Work to do
Return every line below that contains the word "goat", copying each one in full.

## Start

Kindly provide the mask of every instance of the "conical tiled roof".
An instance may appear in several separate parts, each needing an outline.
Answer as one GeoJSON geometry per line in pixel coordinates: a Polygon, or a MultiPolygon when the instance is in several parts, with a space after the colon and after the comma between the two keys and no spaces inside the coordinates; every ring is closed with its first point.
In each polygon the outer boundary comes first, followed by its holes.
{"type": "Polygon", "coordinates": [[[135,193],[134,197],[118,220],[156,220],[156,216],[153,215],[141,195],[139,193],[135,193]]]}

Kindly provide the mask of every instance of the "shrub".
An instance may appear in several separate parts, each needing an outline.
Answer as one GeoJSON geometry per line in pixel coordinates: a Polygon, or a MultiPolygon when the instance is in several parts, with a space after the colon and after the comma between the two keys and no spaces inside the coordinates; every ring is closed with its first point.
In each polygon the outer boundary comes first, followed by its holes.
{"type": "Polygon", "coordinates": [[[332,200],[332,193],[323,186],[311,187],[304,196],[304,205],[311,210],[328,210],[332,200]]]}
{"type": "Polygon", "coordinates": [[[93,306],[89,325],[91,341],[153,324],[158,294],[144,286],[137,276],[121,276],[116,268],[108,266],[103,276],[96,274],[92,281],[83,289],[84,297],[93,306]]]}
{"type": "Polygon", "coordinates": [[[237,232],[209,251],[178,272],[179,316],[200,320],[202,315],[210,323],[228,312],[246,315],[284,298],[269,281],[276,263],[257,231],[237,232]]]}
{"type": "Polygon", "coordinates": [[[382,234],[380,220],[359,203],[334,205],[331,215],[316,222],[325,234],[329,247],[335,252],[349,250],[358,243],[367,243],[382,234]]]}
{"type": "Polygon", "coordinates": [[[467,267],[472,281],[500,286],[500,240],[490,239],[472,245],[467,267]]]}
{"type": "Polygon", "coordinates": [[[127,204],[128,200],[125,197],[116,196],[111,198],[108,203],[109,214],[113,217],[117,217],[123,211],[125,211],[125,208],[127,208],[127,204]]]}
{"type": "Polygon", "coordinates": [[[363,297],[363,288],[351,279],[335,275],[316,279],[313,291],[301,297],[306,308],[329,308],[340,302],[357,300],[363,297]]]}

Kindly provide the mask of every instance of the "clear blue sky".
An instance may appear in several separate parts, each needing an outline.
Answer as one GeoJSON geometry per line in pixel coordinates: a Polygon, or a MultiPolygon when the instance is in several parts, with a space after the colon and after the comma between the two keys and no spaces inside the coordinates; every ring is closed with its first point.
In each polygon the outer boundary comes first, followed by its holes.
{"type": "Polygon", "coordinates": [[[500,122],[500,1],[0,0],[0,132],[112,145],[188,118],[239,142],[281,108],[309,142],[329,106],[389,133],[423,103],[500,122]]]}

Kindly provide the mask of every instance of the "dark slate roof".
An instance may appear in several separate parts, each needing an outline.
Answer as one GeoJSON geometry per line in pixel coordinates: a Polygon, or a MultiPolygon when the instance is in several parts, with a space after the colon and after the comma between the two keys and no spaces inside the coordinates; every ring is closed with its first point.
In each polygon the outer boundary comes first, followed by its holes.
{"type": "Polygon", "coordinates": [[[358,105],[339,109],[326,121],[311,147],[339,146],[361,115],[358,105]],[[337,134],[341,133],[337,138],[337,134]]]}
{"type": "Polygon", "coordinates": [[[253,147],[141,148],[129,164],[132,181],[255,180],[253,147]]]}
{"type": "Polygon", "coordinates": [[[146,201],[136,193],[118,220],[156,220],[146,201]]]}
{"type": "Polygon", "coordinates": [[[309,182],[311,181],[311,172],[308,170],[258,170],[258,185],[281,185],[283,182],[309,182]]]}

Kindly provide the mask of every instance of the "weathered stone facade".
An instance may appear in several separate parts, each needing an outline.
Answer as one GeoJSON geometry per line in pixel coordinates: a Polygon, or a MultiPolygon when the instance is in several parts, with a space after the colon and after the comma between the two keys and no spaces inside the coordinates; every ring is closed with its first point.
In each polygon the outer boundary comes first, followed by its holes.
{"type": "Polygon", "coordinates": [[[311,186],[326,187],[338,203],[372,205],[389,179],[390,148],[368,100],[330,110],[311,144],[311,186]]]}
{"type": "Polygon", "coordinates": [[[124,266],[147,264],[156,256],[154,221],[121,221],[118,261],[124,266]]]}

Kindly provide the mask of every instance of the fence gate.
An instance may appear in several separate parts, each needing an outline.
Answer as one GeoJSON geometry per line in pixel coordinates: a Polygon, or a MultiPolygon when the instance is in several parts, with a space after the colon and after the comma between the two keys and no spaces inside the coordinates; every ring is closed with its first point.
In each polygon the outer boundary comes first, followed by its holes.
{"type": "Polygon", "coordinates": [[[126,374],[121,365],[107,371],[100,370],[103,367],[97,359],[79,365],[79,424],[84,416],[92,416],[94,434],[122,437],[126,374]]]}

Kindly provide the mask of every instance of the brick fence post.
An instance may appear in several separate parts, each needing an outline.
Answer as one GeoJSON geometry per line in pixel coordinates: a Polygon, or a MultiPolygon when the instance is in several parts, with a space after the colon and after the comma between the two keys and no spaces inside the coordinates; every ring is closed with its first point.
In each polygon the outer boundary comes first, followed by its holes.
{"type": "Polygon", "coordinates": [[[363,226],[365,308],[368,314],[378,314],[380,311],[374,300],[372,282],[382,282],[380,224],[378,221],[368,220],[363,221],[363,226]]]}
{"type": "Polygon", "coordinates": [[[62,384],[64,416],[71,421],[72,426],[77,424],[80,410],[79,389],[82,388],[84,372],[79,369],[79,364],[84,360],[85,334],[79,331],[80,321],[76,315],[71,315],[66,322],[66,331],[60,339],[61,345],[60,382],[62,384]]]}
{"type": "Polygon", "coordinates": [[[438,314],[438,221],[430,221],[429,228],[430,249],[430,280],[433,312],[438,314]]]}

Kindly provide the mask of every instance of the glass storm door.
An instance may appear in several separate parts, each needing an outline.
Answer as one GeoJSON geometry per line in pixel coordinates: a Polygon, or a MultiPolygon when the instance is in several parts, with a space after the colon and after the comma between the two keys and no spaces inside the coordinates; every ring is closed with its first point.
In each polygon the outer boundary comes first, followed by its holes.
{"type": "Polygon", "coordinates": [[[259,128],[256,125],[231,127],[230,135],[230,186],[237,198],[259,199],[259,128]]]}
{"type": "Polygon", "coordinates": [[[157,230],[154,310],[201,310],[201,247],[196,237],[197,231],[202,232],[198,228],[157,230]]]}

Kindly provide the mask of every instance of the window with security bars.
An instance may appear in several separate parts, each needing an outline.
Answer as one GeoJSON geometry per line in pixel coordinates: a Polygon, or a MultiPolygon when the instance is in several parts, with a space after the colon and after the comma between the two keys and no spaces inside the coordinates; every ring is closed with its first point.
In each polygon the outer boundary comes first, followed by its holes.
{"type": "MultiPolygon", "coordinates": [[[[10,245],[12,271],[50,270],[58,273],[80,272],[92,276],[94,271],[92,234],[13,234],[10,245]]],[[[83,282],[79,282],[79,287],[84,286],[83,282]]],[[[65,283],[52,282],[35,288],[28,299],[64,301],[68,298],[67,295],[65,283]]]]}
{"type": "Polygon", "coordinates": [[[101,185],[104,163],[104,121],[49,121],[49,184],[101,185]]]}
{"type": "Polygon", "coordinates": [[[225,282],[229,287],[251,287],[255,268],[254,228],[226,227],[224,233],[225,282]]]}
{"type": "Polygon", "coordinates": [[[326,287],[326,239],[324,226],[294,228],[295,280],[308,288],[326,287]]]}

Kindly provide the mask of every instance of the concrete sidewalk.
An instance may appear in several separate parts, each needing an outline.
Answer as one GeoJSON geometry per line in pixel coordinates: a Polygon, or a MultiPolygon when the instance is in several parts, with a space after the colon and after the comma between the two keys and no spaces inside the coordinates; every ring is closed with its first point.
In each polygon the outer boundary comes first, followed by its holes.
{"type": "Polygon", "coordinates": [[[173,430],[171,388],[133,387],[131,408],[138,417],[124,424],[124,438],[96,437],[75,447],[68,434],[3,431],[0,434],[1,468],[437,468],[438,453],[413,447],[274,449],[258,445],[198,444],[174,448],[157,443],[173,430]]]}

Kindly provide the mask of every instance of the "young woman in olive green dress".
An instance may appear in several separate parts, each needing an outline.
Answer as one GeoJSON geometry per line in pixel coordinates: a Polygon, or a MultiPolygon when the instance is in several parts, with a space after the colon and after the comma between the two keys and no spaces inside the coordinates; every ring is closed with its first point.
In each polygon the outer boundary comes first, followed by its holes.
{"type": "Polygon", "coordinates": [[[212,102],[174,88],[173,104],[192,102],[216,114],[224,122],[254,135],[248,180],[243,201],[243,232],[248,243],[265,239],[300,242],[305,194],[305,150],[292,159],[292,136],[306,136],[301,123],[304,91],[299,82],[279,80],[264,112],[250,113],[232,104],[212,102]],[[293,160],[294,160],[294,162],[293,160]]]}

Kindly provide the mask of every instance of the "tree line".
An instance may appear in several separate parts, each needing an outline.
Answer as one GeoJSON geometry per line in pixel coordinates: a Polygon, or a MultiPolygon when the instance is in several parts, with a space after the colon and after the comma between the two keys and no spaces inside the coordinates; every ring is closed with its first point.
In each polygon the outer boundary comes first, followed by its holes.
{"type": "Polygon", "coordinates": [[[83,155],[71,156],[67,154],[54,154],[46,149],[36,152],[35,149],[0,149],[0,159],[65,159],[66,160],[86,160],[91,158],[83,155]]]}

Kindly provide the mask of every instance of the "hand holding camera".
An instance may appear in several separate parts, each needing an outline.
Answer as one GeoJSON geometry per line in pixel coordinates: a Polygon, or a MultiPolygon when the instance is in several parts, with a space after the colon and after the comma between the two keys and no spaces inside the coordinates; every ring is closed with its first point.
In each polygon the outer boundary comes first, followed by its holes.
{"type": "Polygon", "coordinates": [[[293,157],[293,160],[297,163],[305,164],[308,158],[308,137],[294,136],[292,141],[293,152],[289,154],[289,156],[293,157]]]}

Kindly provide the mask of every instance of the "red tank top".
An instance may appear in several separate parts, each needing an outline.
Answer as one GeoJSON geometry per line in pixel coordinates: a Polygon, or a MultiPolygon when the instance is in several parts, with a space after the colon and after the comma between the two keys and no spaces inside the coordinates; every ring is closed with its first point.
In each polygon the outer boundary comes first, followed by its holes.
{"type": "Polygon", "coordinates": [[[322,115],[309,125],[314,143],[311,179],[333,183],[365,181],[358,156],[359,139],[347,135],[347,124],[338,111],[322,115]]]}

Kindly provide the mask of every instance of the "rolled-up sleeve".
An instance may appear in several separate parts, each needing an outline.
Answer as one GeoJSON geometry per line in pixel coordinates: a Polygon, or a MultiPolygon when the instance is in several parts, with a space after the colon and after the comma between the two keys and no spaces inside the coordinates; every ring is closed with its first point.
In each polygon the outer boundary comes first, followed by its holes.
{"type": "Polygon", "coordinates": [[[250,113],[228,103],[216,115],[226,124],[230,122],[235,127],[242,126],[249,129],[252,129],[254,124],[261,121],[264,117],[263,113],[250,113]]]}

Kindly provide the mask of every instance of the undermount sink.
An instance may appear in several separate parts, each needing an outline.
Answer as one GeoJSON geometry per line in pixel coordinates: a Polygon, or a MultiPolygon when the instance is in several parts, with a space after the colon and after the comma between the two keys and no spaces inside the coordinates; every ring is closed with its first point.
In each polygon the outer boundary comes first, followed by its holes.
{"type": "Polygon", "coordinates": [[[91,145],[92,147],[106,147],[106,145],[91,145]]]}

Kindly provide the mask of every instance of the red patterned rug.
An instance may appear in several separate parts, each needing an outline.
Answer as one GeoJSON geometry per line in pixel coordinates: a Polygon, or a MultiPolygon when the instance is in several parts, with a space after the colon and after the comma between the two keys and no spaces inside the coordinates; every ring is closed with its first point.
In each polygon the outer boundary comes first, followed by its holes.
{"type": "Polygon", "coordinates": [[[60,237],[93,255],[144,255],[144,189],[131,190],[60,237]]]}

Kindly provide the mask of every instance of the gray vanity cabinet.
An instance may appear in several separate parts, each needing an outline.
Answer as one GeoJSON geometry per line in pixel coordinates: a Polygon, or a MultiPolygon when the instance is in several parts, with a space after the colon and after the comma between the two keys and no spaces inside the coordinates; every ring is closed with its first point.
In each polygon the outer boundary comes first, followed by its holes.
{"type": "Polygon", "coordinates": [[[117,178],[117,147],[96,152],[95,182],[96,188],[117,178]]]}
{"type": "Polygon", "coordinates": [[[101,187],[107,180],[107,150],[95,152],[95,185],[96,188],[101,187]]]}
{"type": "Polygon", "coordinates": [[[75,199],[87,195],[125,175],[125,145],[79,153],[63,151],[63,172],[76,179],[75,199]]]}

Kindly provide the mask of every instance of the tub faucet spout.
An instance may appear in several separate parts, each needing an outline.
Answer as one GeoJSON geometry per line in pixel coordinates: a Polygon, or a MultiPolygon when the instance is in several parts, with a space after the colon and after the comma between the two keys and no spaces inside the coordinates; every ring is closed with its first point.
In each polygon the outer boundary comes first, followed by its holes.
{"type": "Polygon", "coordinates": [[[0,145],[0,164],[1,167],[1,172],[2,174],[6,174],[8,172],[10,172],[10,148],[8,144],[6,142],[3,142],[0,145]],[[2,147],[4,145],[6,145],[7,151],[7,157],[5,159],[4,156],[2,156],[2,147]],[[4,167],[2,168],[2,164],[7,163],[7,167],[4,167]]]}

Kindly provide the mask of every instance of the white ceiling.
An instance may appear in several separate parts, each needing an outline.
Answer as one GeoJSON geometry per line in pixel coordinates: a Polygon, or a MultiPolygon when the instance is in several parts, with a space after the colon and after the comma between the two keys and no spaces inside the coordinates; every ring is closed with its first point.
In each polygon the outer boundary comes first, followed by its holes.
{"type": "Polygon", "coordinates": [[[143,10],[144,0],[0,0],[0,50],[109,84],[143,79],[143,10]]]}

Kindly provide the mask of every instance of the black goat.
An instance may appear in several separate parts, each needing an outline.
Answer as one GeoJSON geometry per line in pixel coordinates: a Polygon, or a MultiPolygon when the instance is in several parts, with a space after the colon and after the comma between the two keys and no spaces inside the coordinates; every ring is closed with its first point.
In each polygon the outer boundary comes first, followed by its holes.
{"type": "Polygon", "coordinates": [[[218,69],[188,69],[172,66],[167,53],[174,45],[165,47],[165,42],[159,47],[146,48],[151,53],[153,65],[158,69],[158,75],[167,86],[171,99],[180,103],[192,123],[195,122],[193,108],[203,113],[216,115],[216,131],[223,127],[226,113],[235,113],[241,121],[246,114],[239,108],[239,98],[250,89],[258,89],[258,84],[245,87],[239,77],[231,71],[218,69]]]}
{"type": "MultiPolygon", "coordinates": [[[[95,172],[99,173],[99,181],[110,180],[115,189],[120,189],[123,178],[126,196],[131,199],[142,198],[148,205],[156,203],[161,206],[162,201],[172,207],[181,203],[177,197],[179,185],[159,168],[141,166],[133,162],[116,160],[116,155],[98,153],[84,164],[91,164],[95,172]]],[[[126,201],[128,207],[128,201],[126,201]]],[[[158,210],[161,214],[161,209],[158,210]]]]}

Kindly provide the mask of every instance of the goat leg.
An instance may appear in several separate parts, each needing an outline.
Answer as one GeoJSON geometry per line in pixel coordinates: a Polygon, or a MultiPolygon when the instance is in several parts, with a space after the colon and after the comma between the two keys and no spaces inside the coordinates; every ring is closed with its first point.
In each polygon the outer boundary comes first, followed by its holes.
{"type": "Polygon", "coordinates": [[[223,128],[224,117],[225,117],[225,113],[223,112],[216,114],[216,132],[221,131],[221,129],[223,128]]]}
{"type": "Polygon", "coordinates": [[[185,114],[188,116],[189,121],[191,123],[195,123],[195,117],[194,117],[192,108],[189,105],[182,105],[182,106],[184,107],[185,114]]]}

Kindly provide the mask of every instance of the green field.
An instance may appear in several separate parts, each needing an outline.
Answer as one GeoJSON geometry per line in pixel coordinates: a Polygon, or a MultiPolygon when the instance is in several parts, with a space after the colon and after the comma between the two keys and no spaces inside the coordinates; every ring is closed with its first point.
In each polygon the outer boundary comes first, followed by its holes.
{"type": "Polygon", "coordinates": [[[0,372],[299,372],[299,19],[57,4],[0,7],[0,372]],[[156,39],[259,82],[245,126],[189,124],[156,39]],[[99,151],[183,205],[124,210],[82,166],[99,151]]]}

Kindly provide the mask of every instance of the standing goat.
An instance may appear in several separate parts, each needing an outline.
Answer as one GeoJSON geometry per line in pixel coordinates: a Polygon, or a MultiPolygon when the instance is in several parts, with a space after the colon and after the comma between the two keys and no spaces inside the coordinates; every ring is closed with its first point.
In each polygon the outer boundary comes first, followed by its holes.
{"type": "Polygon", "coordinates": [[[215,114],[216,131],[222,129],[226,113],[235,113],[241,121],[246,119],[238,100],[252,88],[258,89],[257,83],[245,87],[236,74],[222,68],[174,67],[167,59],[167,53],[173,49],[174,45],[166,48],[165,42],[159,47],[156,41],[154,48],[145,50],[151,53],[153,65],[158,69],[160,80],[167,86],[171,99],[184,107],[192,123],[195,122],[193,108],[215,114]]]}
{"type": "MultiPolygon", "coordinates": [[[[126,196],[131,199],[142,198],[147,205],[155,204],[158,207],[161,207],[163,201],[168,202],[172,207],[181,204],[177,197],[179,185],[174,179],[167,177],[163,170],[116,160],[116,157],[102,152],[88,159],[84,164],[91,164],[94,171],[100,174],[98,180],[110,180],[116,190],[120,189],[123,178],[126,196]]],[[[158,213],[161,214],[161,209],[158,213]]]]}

## End

Written answer
Kindly provide the mask of every instance of the black goat.
Kindly provide the mask of every instance of the goat leg.
Kindly provide the mask of every instance of the standing goat.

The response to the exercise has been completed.